Texte fourni -

>>>>

De notre perspective nord-américaine, la lutte au terrorisme semble absorber la question des droits de la personne au Maghreb. Qu’en est-il vu du Maroc? Quels sont les grands enjeux actuels relatifs à la question des droits de la personne?

Le Maroc est de plus en plus sollicité par les gouvernements européens pour collaborer dans la lutte anti-terroriste.  D’ailleurs, d’après les médias français et belges, c’est grâce aux services marocains qu’Abdelhamid Abaaoud, présumé cerveau des attentats de Paris, a été retrouvé. Cependant, ces mêmes médias passent sous silence les conditions dans lesquelles les renseignements fournis par les services marocains sont collectés.  Les exigences de la sécurité nationale et internationale semblent légitimer ces omissions, et donc ultimement toute éventuelle atteinte aux droits humains. Pourtant, seul le respect de ces droits à l’échelle planétaire pourrait garantir la sécurité dans notre village global.

Pour expliquer le lien étroit existant entre le respect de la dignité humaine et la paix mondiale, c’est important de faire remarquer en premier lieu que les discours dominants en Occident abordent la question du terrorisme comme un conflit civilisationnel. Des extrémistes religieux dans les terres de l’Islam représenteraient une menace pour les valeurs démocratiques en Europe et en Amérique du Nord.  Or il s’agit là d’une lecture sélective des activités terroristes. L’organisation l’État islamique (EI) par exemple a perpétré des attentats terroristes en Tunisie et au Liban, dont les victimes sont des musulmans.   En outre, ces terroristes persécutent les musulmans qui ne partagent pas leur idéologie, ou qui ne se plient pas à leurs ordres.  Il en est ainsi pour les musulmans chiites et yézidis, pour ne citer que ceux-là.

<<<<

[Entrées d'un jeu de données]
>>>>

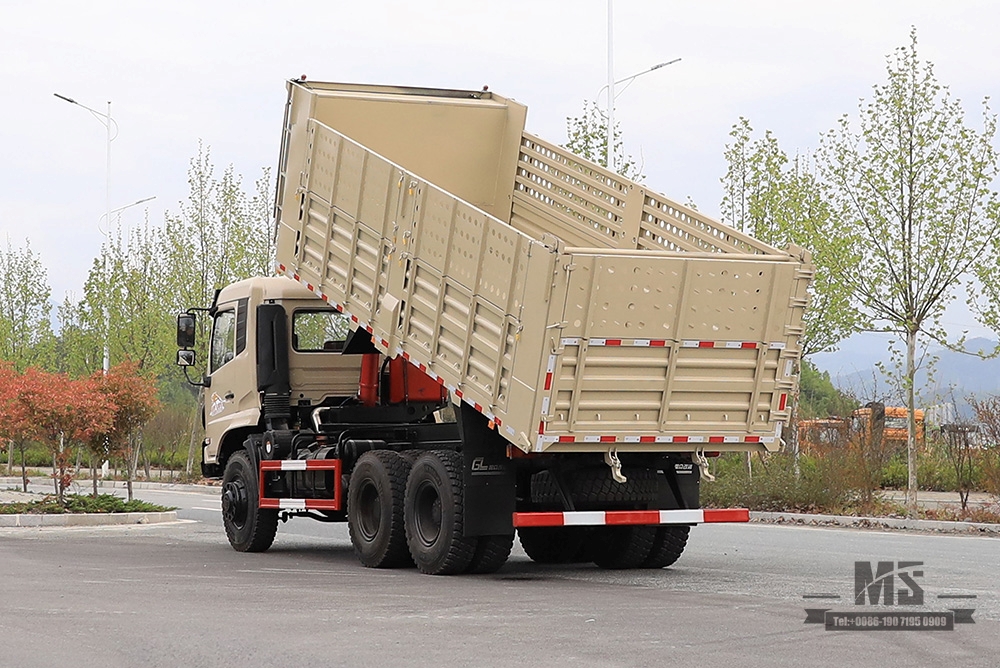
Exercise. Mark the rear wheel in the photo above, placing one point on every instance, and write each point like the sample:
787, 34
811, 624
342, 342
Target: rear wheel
491, 553
375, 509
668, 544
434, 514
248, 527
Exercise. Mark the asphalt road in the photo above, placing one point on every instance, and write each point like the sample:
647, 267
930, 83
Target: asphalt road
178, 595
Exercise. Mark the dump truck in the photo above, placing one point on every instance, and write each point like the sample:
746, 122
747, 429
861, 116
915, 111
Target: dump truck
475, 333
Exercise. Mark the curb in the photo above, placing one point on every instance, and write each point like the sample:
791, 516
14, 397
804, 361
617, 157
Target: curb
968, 528
86, 485
86, 519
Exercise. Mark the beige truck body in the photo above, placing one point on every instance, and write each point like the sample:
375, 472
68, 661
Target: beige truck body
578, 310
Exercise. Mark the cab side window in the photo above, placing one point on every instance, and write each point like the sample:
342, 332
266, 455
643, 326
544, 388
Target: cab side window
223, 339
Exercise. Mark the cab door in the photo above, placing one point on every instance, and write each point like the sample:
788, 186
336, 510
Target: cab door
231, 398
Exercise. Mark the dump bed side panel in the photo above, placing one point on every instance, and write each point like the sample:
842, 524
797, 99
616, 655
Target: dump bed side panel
619, 341
587, 205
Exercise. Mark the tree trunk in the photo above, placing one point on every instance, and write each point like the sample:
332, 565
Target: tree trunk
24, 469
911, 424
194, 433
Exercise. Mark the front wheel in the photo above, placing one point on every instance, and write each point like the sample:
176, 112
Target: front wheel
248, 527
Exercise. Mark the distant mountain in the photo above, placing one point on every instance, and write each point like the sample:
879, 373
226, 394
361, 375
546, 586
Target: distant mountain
955, 375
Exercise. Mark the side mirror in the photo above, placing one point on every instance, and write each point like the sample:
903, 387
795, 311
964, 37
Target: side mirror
185, 333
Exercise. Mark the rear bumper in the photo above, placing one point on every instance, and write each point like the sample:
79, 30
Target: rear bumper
621, 517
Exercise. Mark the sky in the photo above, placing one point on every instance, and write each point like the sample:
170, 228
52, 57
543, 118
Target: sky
182, 72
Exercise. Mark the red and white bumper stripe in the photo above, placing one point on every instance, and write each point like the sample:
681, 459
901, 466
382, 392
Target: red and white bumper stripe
625, 517
333, 465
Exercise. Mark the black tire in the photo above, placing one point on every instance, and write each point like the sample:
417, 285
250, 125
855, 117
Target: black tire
375, 510
554, 545
249, 528
491, 553
668, 544
619, 547
434, 514
593, 488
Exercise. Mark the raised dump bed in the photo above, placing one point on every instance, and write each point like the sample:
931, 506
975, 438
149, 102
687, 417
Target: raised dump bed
578, 310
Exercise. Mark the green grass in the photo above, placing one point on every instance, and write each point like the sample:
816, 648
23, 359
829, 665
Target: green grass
80, 503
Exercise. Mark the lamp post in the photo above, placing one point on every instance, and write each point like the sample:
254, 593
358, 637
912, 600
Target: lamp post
107, 121
612, 83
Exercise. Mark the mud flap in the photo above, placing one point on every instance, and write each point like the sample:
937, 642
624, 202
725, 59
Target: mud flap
488, 476
679, 484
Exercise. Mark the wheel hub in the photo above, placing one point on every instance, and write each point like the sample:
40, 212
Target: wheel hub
234, 501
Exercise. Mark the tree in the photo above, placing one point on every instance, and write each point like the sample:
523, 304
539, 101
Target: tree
220, 235
64, 410
587, 136
779, 201
15, 427
26, 337
134, 403
910, 194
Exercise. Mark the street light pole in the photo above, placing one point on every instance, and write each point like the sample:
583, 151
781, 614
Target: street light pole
107, 121
612, 96
611, 89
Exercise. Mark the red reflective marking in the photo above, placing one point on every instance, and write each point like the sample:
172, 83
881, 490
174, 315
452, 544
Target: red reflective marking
632, 517
727, 515
538, 519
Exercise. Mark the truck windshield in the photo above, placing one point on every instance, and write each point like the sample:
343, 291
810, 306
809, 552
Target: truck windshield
319, 331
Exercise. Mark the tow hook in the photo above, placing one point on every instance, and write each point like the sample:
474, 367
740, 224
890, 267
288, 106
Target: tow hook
611, 459
701, 461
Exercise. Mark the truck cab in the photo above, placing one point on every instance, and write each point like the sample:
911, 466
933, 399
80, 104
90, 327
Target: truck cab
287, 357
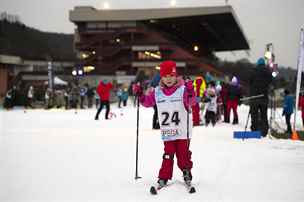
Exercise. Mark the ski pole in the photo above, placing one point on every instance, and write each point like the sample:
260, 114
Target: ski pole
137, 127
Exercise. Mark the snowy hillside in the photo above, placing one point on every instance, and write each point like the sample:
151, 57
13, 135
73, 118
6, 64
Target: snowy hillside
57, 156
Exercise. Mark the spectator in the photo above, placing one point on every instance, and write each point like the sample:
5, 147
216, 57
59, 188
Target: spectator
119, 94
234, 94
83, 93
259, 84
124, 96
301, 106
211, 107
30, 97
288, 109
103, 91
199, 85
90, 95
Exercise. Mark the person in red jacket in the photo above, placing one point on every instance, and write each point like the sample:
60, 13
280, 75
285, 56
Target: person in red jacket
103, 90
301, 106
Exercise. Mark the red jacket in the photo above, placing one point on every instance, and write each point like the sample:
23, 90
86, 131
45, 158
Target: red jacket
103, 91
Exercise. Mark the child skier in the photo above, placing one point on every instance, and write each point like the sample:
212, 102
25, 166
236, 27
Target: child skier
173, 98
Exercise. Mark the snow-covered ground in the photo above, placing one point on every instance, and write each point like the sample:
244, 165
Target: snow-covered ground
58, 156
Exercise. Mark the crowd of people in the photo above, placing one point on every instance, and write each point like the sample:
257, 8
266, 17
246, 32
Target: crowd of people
215, 100
69, 96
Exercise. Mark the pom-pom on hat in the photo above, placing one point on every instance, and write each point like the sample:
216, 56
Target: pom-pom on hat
261, 61
168, 68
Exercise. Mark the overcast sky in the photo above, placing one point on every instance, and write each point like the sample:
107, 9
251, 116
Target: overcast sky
263, 21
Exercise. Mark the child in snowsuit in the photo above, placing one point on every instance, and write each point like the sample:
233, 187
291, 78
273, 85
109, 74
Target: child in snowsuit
173, 99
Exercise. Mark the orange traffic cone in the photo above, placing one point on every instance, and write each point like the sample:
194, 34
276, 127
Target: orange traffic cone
294, 135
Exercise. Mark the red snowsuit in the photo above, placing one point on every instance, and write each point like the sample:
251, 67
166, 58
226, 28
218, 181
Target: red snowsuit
199, 87
179, 146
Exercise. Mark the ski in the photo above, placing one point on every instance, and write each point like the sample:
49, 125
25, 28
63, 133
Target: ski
155, 189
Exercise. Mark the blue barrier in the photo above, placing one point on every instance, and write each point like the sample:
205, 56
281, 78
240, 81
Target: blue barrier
247, 134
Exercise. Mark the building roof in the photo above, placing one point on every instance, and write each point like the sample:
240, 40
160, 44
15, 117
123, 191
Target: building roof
216, 28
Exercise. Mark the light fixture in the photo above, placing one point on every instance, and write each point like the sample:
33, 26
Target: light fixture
88, 68
268, 55
84, 55
173, 2
80, 72
106, 5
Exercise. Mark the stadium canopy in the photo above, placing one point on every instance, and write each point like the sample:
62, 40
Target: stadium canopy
216, 28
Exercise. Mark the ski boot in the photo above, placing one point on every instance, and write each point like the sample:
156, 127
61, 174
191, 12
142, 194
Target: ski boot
162, 182
187, 175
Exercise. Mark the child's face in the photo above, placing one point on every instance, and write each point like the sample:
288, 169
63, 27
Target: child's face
169, 80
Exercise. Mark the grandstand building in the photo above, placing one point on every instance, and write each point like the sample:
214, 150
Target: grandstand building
125, 41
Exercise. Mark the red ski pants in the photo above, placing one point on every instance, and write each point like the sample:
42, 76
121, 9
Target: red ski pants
195, 114
183, 155
232, 104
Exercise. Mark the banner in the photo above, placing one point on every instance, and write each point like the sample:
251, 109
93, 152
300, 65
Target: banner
299, 76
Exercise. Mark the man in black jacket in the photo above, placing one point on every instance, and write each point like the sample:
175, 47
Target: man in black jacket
259, 83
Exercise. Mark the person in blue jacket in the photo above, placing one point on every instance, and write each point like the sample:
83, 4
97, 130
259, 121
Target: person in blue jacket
288, 109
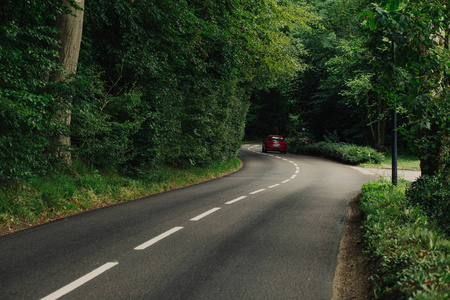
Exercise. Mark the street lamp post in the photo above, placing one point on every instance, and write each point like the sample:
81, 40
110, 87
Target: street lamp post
394, 133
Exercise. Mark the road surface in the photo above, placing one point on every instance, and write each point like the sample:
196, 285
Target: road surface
270, 231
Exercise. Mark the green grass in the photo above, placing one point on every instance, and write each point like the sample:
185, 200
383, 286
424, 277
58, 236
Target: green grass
42, 199
410, 258
406, 162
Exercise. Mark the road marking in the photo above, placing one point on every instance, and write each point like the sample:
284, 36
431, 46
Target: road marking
236, 200
158, 238
205, 214
79, 282
272, 186
256, 192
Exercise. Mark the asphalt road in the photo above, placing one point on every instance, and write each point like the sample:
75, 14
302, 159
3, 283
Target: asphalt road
270, 231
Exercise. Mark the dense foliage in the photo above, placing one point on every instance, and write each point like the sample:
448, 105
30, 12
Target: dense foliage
362, 59
346, 153
432, 195
410, 258
157, 83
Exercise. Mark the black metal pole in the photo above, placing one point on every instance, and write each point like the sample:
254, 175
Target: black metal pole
394, 148
394, 133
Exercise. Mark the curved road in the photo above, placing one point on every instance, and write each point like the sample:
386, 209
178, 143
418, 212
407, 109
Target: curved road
270, 231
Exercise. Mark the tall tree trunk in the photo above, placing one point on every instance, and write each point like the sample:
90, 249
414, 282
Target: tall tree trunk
70, 30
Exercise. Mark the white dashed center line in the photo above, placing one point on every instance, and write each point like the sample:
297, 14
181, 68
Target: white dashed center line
205, 214
158, 238
236, 200
256, 192
79, 282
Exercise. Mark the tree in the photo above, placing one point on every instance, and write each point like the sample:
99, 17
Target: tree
420, 31
70, 28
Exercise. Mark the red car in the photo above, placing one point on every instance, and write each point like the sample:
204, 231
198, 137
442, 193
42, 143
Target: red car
274, 143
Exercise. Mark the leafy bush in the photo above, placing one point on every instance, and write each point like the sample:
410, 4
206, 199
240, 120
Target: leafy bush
411, 260
432, 195
346, 153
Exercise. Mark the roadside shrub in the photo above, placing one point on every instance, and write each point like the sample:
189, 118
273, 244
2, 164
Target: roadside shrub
432, 195
410, 258
346, 153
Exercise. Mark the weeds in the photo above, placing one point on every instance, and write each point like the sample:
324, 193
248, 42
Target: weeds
50, 197
411, 258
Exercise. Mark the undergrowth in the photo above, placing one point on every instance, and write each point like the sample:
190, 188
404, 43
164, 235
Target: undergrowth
78, 189
409, 253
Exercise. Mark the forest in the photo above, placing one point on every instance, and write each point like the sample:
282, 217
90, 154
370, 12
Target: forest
126, 86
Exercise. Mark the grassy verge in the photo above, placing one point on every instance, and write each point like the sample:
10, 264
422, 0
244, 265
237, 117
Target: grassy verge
409, 253
345, 153
405, 162
39, 200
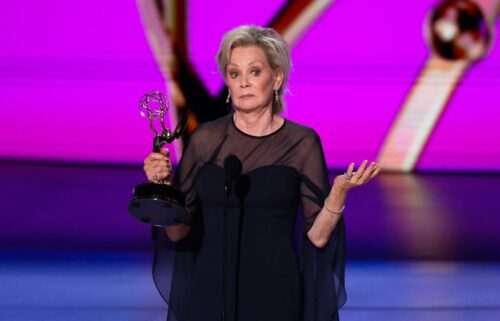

<<<<

Tâches à réaliser -
1. Indiquez si chacun des énoncés suivants concorde avec le texte sur le Maroc et la lutte antiterroriste. Répondez par oui ou par non et citez à l'identique les mots du texte qui tranchent. (a) D'après les médias français et belges, Abdelhamid Abaaoud a été retrouvé grâce aux services marocains. (b) Les médias français et belges expliquent en détail comment les services marocains collectent leurs renseignements. (c) L'organisation l'État islamique a commis des attentats en Tunisie et au Liban.
2. Poursuivez le texte sur le Maroc, le terrorisme et les droits de la personne après sa dernière phrase.

Résultats finaux -
1.
(a) Oui : « c’est grâce aux services marocains qu’Abdelhamid Abaaoud, présumé cerveau des attentats de Paris, a été retrouvé ».
(b) Non : « ces mêmes médias passent sous silence les conditions dans lesquelles les renseignements fournis par les services marocains sont collectés ».
(c) Oui : « L’organisation l’État islamique (EI) par exemple a perpétré des attentats terroristes en Tunisie et au Liban ».

2.
Quoi qu’il en soit, le fait de réduire le terrorisme à un conflit civilisationnel sert les intérêts de l’EI. En effet, l’une des stratégies de ce groupe terroriste est d’internationaliser les conflits en Irak et en Syrie, en lançant l’appel à tous les musulmans du monde pour lutter contre l’impérialisme occidental.  Aussi nous assistons avec stupeur à l’embrigadement des jeunes par l’EI au Maroc, en France et ailleurs.   Dans ce contexte, l’éradication des injustices sociales et des injustices internationales constitue la seule façon d’éliminer les racines profondes du terrorisme.

Au niveau national, les États doivent garantir les droits fondamentaux sans discrimination à l’ensemble de leurs citoyens. Si Molenbeek à Bruxelles par exemple a enfanté plusieurs terroristes c’est parce que des violations des droits sociaux et économiques graves sont perpétrées dans cette commune abritant en majorité des migrants. Entre autres, accès limité à une éducation de qualité et chômage structurel sont le lot quotidien des jeunes de ce quartier. Ce n’est donc pas étonnant de voir que certains d’entre eux se radicalisent. Par ailleurs, tant qu’il n’y a pas un système de Justice international impartial, il y aura des acteurs qui tenteront de se faire justice avec violence, ou instrumentaliseront les injustices internationales à des fins politiques. Initialement, les principaux membres de l’organisation EI ainsi qu’une partie de la population irakienne qui les ont soutenus luttaient contre l’agression militaire des États-Unis en Irak en 2003.  Par conséquent, la sécurité internationale passe inévitablement par le respect des droits humains de tout un chacun dans la communauté mondiale.

Votre livre Les droits humains au Maroc entre discours et réalité (publié en anglais sous le titre Universal Rights, Systemic Violations, and Cultural Relativism in Morocco) aborde le rôle paradoxal du gouvernement marocain dans l’élaboration de la Convention contre la torture et autres peines ou traitements cruels, inhumains ou dégradants. Comment les organismes de défense des droits de la personne au Maroc ont réagi face à cette situation? Qu’est-ce que l’on apprend sur l’instrumentalisation du discours des droits de la personne?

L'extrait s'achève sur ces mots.